DOCUMENT TEXT
......

# What colour matches your personality?



## Taggart (Feb 14, 2013)

Another silly little quiz - what colour matches your personality?

I got Red:

You are red! You're passionate and full of energy, making you popular among friends. You have the ability to love deeply, and you sometimes don't think before you put your heart and soul into your relationships. Your strong sense of ambition means you will do well in your career. This, however, is offset by a fiery temper and a lack of patience. Work hard at keeping a balance in your life and you'll go far.


----------



## ptr (Jan 22, 2013)

> You are pink! You're full of love and affection, and family is everything to you. Sometimes you need protection, special treatment and desire to live a more sheltered life. Pink people require affection and like to feel loved and secure, and can sometimes appear to be delicate and fragile. They also tend to be charming and gentle


Quite suitable!!

/ptr


----------



## Ingélou (Feb 10, 2013)

*I got pink:
You are pink! You're full of love and affection, and family is everything to you. Sometimes you need protection, special treatment and desire to live a more sheltered life. Pink people require affection and like to feel loved and secure, and can sometimes appear to be delicate and fragile. They also tend to be charming and gentle.

But I don't like pink. The quiz has some questions with only one option that attracts, but several others with interchangeable options, so I tried swapping around.... but I still always came out PINK!








GRRRRRRRRRRRRRRRRRRRRRRRRRRR!*
*I HATE PINK!*


----------



## Mahlerian (Nov 27, 2012)

Oddly, I got pink as well...

...?


----------



## TurnaboutVox (Sep 22, 2013)

You are green! You are a peaceful, well balanced individual with a natural beauty many people envy. You take everything in your stride and have a laid back attitude that keeps you from feeling stressed. Your kind nature makes you the perfect shoulder to cry on, and your friends value you for your soothing, well balanced approach to life. You feel close to nature and are happiest in the fresh air, so watch out for jobs that coop you up indoors for too long

Despite choosing 'my temper' as my worst personality attribute (though I could equally have picked 'childishness'.)

......

GIVEN RECORDS
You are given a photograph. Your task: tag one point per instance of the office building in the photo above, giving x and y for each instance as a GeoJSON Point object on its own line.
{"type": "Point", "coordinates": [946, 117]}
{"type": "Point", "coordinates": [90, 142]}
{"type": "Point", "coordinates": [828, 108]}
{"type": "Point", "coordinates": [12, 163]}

......

TASK DIRECTIONS
List every person who posted in the personality color quiz thread, with the date shown on each post. Answer using only the personality color quiz thread, not the entries.

THE RESULT
- Taggart: Feb 14, 2013
- ptr: Jan 22, 2013
- Ingélou: Feb 10, 2013
- Mahlerian: Nov 27, 2012
- TurnaboutVox: Sep 22, 2013